**Your task:**
Present every line of the material below as a numbered list, one entry per line, and omit any blank lines.
[[ Available records open ]]
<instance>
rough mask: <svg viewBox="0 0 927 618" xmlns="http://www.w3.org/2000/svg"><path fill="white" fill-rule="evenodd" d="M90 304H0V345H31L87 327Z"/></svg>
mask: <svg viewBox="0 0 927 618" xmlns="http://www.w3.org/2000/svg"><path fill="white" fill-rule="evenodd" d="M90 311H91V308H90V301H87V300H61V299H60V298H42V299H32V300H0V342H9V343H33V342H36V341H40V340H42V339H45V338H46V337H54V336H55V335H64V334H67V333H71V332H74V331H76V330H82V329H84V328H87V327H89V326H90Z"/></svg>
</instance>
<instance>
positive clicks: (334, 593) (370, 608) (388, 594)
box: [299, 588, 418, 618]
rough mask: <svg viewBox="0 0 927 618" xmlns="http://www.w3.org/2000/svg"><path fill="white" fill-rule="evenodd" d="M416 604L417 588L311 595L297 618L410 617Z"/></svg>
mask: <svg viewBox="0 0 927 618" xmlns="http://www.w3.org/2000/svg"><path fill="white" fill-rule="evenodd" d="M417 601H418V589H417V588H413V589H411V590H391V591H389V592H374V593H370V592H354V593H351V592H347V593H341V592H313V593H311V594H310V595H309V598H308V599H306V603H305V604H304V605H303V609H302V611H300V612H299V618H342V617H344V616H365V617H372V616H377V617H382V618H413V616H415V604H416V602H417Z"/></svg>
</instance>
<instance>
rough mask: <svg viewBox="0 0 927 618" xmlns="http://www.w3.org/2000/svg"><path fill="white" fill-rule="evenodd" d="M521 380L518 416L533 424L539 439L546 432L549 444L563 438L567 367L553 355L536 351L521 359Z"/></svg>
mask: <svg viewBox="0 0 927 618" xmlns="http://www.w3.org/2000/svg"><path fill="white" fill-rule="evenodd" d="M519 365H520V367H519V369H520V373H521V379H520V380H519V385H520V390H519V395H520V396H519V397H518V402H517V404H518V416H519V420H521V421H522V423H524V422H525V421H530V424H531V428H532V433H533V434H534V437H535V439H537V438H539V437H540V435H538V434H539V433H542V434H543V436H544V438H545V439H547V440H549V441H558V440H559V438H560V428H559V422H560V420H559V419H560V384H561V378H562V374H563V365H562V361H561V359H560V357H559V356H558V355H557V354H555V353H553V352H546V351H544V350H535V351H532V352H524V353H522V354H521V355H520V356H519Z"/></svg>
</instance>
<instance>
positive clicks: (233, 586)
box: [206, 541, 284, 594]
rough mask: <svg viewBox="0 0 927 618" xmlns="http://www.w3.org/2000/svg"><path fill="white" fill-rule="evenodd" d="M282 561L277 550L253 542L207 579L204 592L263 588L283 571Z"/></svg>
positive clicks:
[[ Available records closed ]]
**Your response:**
1. <instance>
2. rough mask: <svg viewBox="0 0 927 618" xmlns="http://www.w3.org/2000/svg"><path fill="white" fill-rule="evenodd" d="M90 304H0V345H31L87 327Z"/></svg>
3. mask: <svg viewBox="0 0 927 618" xmlns="http://www.w3.org/2000/svg"><path fill="white" fill-rule="evenodd" d="M90 311H91V308H90V301H87V300H61V299H60V298H42V299H32V300H0V342H9V343H33V342H36V341H40V340H42V339H45V338H46V337H54V336H55V335H64V334H67V333H71V332H74V331H76V330H82V329H84V328H87V327H89V326H90Z"/></svg>
4. </instance>
5. <instance>
6. positive clicks: (334, 593) (370, 608) (388, 594)
7. box: [299, 588, 418, 618]
8. rough mask: <svg viewBox="0 0 927 618" xmlns="http://www.w3.org/2000/svg"><path fill="white" fill-rule="evenodd" d="M416 604L417 588L311 595L297 618L410 617Z"/></svg>
9. mask: <svg viewBox="0 0 927 618" xmlns="http://www.w3.org/2000/svg"><path fill="white" fill-rule="evenodd" d="M417 601H418V589H417V588H413V589H411V590H391V591H389V592H374V593H370V592H354V593H351V592H347V593H341V592H313V593H311V594H310V595H309V598H308V599H306V603H305V604H304V605H303V609H302V611H300V612H299V618H342V617H344V616H365V617H372V616H377V617H382V618H413V616H415V604H416V602H417Z"/></svg>
10. </instance>
11. <instance>
12. rough mask: <svg viewBox="0 0 927 618" xmlns="http://www.w3.org/2000/svg"><path fill="white" fill-rule="evenodd" d="M521 380L518 416L533 424L539 439L546 432L549 444L563 438L567 367L553 355L536 351L521 359Z"/></svg>
13. mask: <svg viewBox="0 0 927 618" xmlns="http://www.w3.org/2000/svg"><path fill="white" fill-rule="evenodd" d="M519 365H520V367H519V369H520V373H521V379H520V380H519V385H520V390H519V395H520V396H519V397H518V402H517V404H518V416H519V420H521V421H522V423H524V422H525V421H530V424H531V428H532V433H533V434H534V437H535V439H537V438H539V437H540V435H538V434H539V433H542V434H543V436H544V438H545V439H547V440H549V441H558V440H559V438H560V428H559V422H560V420H559V419H560V384H561V378H562V374H563V365H562V361H561V359H560V357H559V356H558V355H557V354H555V353H553V352H546V351H544V350H535V351H532V352H524V353H522V354H521V355H520V356H519Z"/></svg>
14. </instance>
15. <instance>
16. positive clicks: (233, 586)
17. box: [206, 541, 284, 594]
18. rough mask: <svg viewBox="0 0 927 618" xmlns="http://www.w3.org/2000/svg"><path fill="white" fill-rule="evenodd" d="M282 561L277 550L253 542L207 579L204 592L263 588L283 571Z"/></svg>
19. positive clicks:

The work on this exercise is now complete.